§ EXERCISE DIRECTIONS: Please pick out every line in the entries below that contains the word "white" and copy each of those lines.
BEGIN INFORMATION SHOWN
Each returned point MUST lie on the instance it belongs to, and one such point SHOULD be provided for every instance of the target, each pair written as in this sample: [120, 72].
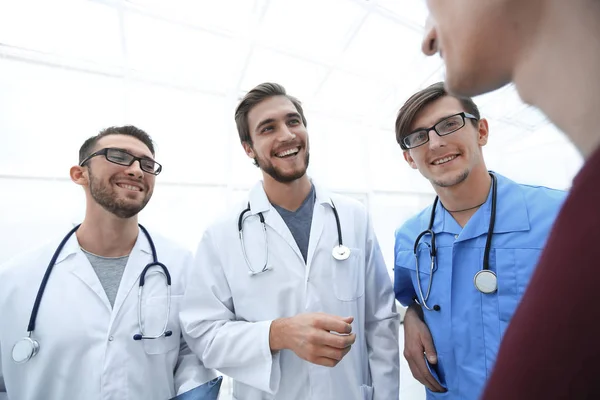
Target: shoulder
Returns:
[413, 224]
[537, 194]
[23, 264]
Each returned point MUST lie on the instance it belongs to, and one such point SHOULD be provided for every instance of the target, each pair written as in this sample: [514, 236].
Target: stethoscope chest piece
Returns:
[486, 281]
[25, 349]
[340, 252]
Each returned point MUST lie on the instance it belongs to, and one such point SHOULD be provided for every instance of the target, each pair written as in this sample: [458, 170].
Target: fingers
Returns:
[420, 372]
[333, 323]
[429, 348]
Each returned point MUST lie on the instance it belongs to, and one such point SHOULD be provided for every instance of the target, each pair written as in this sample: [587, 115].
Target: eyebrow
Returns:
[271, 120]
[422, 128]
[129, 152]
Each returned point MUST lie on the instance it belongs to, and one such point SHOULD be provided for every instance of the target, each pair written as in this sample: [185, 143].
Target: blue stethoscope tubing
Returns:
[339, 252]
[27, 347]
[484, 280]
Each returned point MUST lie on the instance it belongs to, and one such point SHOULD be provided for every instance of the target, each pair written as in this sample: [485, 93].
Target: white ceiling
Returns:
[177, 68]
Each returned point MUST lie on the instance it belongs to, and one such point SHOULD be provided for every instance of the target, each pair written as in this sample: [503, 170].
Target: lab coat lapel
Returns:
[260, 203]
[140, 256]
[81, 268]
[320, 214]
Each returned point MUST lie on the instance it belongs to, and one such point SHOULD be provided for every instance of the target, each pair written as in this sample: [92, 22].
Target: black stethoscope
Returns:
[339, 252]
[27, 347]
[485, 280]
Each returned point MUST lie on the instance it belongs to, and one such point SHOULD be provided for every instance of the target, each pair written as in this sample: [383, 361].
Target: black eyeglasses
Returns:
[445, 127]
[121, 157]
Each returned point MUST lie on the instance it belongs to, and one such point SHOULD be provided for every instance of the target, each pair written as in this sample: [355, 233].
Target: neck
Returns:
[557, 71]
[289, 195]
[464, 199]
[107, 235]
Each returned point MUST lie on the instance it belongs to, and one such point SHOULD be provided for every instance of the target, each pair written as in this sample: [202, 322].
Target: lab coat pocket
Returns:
END INFORMATION SHOWN
BEGIN INFORMATION SHOWN
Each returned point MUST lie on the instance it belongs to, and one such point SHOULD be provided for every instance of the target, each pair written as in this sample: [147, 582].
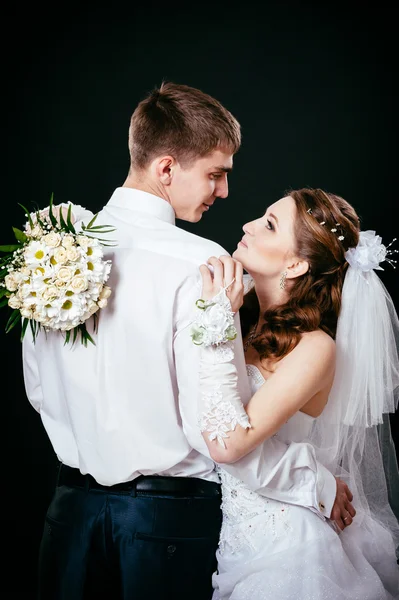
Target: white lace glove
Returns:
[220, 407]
END INFORMATION SHOWN
§ OUTPUT FOR THIS TASK:
Target: white ceiling
Target: white lace glove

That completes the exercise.